# [Problem to solve]
Repeat precisely, and only, the lines between the line containing "Please tag the marble floor" and the end of the listing below, both ends included.

[Start of Exercise input]

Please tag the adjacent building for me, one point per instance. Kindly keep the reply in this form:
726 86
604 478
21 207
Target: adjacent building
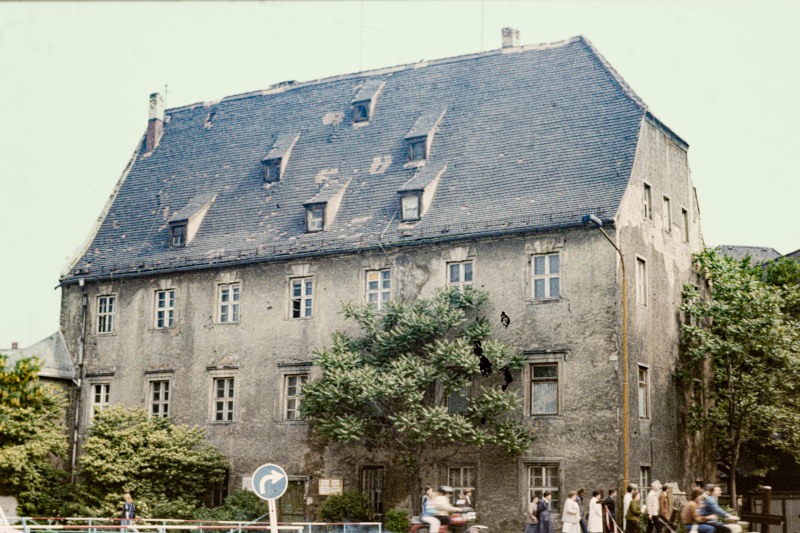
240 226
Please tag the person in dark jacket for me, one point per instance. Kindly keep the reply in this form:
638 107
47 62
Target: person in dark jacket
543 512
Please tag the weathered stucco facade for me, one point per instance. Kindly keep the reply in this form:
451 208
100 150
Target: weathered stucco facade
255 357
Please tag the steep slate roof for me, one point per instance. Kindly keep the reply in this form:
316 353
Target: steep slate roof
758 254
532 137
52 353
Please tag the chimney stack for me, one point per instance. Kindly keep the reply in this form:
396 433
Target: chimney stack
510 37
155 124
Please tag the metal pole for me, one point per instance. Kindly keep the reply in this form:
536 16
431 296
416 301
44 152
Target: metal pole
626 422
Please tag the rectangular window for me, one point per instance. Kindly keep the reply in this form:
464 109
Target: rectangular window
644 478
229 295
372 487
544 388
315 218
292 395
101 395
165 308
159 398
641 281
644 392
410 207
223 399
459 274
379 288
302 297
106 311
542 477
546 273
685 216
461 478
647 198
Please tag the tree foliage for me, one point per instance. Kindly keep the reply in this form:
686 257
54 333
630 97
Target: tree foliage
32 436
166 467
748 332
389 387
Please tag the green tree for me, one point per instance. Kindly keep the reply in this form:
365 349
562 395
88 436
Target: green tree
166 467
32 437
745 332
397 385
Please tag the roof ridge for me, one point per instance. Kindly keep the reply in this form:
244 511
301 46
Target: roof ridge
281 87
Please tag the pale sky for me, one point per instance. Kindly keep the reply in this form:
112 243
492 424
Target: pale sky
75 80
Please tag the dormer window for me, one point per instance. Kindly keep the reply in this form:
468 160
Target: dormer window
177 237
272 170
417 149
361 112
315 218
409 207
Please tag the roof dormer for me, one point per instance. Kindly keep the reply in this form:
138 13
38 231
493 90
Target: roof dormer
363 104
322 208
278 157
184 223
420 137
416 195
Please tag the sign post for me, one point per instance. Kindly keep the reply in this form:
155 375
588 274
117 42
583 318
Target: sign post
269 483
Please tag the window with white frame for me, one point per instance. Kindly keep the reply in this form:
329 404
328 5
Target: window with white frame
165 309
544 388
644 477
101 396
292 395
224 397
159 398
379 288
461 478
667 214
644 392
459 274
542 477
302 297
641 281
409 206
229 296
546 276
685 216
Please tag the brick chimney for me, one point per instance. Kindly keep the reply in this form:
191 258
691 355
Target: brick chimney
510 37
155 124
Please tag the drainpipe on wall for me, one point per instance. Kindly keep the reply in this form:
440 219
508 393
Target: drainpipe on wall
79 382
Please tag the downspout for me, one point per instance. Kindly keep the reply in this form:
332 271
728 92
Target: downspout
79 382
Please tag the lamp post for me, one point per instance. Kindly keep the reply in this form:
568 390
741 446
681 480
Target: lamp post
594 221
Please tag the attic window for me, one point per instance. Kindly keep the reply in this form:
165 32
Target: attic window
177 234
315 218
361 112
409 207
417 149
272 170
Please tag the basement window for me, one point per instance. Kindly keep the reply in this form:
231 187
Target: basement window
416 150
177 238
315 218
361 112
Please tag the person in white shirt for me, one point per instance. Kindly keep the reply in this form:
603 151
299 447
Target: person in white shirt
652 507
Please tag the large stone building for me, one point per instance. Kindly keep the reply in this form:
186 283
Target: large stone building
240 226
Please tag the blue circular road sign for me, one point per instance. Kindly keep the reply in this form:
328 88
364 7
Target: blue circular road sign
270 481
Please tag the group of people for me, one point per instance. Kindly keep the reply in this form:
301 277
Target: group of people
701 514
436 506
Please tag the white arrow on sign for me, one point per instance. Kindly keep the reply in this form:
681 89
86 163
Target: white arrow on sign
273 477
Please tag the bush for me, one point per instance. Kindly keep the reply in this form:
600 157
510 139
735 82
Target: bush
396 520
350 506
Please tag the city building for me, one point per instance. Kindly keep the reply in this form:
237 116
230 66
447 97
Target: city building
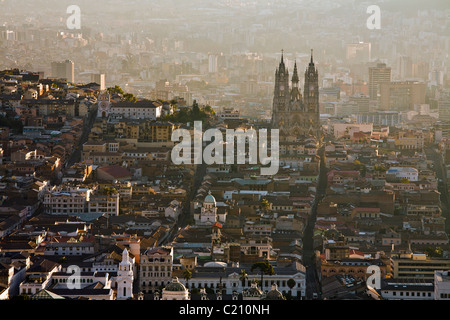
64 70
294 114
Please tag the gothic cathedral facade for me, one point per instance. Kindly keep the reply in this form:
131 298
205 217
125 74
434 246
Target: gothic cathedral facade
296 116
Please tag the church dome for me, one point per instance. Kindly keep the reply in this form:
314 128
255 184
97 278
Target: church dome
210 199
215 264
274 294
175 285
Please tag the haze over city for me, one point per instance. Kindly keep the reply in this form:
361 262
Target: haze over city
346 102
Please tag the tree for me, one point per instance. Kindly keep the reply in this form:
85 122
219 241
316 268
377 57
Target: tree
129 97
243 275
265 268
187 275
265 204
291 284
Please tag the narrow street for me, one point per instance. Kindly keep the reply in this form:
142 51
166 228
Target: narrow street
76 154
312 277
439 168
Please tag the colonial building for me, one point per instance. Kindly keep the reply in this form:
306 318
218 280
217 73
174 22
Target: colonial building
294 114
125 278
155 269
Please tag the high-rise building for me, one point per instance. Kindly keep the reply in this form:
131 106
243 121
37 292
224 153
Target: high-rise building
377 75
359 52
401 95
64 70
444 108
293 114
212 63
99 78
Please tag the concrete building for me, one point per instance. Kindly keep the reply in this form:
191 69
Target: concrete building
64 70
441 285
377 75
417 266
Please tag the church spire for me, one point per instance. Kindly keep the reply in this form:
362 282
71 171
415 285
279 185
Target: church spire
295 74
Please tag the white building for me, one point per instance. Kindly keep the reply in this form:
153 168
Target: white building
209 214
125 278
78 201
407 290
412 174
441 285
149 110
156 267
175 291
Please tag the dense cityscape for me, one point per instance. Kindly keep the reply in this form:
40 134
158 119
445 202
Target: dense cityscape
337 191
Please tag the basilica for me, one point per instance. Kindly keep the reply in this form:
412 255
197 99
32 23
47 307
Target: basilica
296 116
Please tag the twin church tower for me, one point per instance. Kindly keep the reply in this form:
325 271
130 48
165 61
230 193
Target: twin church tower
295 115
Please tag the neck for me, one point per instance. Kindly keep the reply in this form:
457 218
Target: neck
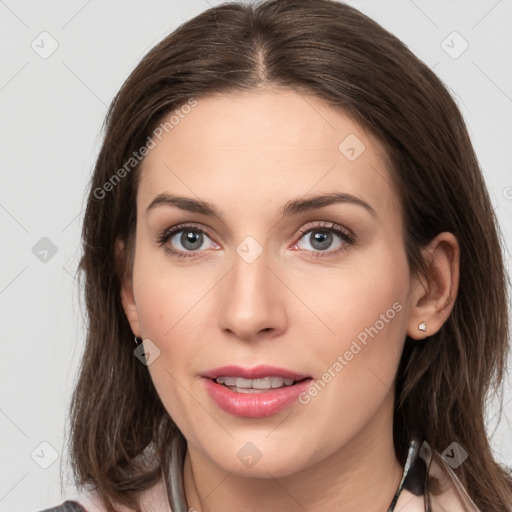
364 474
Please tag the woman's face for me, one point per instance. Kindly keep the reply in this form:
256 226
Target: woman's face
319 290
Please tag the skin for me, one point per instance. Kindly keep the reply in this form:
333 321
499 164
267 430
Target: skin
249 154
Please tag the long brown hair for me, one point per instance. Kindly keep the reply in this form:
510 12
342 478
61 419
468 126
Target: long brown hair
332 51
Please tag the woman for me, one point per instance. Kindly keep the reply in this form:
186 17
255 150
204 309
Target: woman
288 217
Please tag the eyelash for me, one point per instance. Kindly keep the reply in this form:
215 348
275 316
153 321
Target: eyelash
346 236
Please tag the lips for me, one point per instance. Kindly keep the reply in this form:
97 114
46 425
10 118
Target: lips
256 372
254 392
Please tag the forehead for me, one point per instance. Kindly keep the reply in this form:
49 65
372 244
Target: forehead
268 146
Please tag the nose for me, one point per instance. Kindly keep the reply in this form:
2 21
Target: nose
251 300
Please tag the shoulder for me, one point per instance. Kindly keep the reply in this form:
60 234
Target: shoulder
67 506
445 490
153 499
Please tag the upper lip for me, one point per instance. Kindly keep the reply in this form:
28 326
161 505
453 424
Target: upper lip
256 372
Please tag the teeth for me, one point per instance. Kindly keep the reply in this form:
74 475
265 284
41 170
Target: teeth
264 383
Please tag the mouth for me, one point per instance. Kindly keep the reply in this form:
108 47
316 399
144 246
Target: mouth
254 392
262 385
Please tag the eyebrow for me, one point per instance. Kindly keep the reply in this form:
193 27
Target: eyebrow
292 207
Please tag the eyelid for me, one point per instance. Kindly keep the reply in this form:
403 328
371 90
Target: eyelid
345 234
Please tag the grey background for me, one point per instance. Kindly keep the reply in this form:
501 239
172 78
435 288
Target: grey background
52 111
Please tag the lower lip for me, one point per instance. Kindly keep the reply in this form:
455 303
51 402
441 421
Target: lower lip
254 405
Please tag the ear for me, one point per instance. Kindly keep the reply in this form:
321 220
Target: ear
126 285
433 295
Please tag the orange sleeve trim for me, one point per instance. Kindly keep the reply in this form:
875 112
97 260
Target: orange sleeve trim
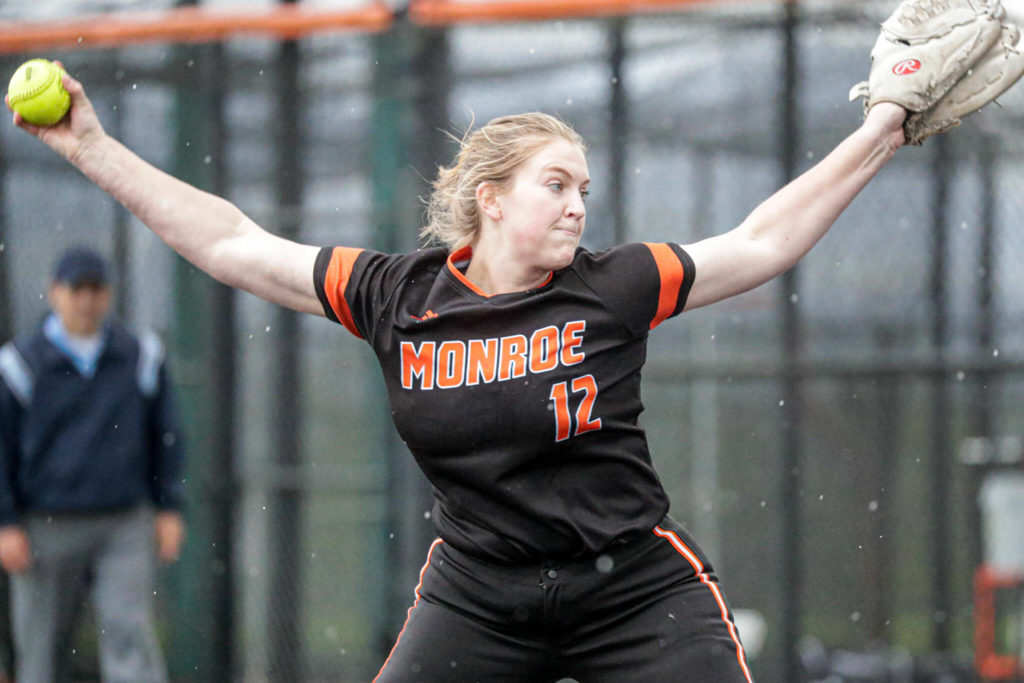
671 272
338 272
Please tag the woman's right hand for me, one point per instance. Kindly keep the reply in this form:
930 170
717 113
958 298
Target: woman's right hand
15 551
71 136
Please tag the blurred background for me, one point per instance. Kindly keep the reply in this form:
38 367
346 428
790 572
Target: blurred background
846 441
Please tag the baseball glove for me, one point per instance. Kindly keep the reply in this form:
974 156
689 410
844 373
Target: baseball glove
942 59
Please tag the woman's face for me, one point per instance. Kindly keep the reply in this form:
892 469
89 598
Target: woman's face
542 211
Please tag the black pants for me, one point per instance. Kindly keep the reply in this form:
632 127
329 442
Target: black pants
649 610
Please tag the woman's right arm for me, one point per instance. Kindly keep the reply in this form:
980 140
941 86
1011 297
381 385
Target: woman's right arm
208 230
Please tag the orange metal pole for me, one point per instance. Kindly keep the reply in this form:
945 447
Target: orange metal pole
186 25
439 12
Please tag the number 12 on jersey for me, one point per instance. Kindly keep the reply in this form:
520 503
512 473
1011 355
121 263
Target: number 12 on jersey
560 395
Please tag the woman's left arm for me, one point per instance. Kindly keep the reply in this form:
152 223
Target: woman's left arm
777 233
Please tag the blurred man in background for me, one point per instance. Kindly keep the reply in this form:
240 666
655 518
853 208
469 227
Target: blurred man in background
90 479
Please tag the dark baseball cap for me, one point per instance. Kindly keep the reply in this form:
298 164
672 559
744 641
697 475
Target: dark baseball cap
80 265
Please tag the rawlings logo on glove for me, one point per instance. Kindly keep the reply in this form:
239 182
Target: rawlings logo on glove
942 59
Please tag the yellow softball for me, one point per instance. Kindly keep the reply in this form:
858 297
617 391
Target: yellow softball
37 93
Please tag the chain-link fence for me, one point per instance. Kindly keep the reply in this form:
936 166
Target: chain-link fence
808 432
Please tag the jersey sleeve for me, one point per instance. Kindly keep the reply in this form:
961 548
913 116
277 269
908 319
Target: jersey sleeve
644 284
352 285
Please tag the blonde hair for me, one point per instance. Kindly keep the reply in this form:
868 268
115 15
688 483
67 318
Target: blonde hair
491 154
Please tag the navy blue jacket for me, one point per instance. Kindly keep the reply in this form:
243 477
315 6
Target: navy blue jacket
75 443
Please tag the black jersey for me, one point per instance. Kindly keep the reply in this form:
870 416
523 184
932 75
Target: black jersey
521 409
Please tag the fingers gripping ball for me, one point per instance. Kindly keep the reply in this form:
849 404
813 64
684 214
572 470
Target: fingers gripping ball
37 93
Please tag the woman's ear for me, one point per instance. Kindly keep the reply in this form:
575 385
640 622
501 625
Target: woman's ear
486 198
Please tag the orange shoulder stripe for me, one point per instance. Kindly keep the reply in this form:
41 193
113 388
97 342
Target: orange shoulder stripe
671 271
338 272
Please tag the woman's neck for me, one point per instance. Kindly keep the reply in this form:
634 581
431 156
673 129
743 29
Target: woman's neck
496 273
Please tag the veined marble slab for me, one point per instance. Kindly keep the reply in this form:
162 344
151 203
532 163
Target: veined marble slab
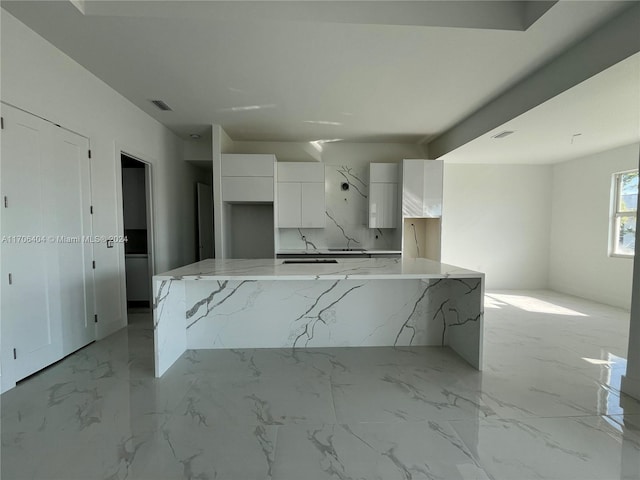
346 268
356 302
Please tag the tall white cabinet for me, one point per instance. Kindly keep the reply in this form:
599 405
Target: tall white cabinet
301 195
422 182
47 298
422 188
383 195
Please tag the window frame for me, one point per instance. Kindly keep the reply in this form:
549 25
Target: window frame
616 213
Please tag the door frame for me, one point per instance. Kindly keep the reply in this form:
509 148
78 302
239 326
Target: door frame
149 175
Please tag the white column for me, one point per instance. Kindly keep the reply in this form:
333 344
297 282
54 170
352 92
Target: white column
631 381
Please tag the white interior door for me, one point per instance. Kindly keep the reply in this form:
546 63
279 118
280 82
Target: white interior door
205 221
47 302
31 321
70 190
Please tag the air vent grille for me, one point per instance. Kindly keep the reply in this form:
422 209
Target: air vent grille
506 133
161 105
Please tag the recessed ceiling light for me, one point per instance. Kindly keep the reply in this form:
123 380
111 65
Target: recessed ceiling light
503 134
161 105
323 122
247 108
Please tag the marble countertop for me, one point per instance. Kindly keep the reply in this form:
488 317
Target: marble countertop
345 268
326 251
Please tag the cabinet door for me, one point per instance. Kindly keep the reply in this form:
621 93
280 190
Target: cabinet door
303 172
313 209
247 189
31 321
432 200
383 205
413 188
242 165
383 173
289 205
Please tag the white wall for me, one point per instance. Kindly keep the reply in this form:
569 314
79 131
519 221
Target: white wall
579 261
41 79
495 220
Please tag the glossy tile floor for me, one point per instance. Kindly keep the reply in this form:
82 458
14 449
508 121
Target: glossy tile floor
547 406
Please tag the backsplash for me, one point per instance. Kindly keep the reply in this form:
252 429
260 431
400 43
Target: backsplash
347 212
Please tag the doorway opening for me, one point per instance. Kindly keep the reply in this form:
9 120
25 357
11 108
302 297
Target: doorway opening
138 229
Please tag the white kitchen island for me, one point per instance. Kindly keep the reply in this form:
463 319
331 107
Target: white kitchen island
269 303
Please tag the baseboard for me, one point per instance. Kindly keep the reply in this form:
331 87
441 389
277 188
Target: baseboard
631 386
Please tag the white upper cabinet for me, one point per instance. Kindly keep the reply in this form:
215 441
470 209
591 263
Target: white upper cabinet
289 205
422 188
251 165
247 178
383 195
301 200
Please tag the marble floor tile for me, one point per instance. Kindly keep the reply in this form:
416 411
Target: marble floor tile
547 406
394 397
576 448
373 451
272 400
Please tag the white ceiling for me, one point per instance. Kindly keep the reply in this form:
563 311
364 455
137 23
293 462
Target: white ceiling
598 114
304 71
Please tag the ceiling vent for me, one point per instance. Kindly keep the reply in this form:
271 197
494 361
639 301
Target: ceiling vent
161 105
506 133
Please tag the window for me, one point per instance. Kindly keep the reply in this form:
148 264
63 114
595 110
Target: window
625 213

[End of Exercise input]

# [Written response]
Please tag the marble floor tile for me, one point per instance. Kindly keep the reply in this form:
416 411
Target: marble floor tile
547 406
394 397
576 448
373 451
272 400
Please tag the white ceiling for me, one point per instance. Kindly keep the reply in this form:
563 311
364 455
137 23
293 462
Target: white ceiling
598 114
304 71
Please tag the ceiling vent for me, one point per instance. Kindly keep the reply in this form:
271 197
494 361
639 301
Target: ceiling vent
161 105
506 133
Please tag the window for me, one point per instance. Kindly keep the reply in this form:
148 264
63 114
595 110
Target: window
625 213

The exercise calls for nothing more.